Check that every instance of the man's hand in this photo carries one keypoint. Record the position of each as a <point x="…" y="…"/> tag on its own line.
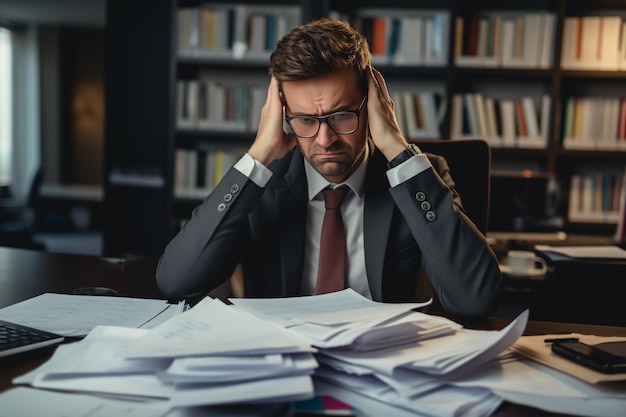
<point x="271" y="142"/>
<point x="383" y="123"/>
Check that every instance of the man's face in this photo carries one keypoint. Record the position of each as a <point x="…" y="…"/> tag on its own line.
<point x="335" y="156"/>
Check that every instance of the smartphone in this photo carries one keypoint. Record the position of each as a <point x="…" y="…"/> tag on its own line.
<point x="591" y="357"/>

DESCRIPTION OF THE TASK →
Update all the items above by swapping "keypoint" for "marker" and changing nothing else. Please leave the pictures out.

WORKED ANSWER →
Check that every instance of the man's hand in this photo carries one marker. Record the position of each as a <point x="…" y="…"/> tag on its own line.
<point x="271" y="142"/>
<point x="383" y="123"/>
Check that every instance of the man's face in this photo carries one marker. Record the position of each as a <point x="…" y="…"/> tag on its own line.
<point x="335" y="156"/>
Check that every instance of the smartphone in this photo carries one marker. Record the position of each as a <point x="…" y="…"/> tag on its own line.
<point x="591" y="357"/>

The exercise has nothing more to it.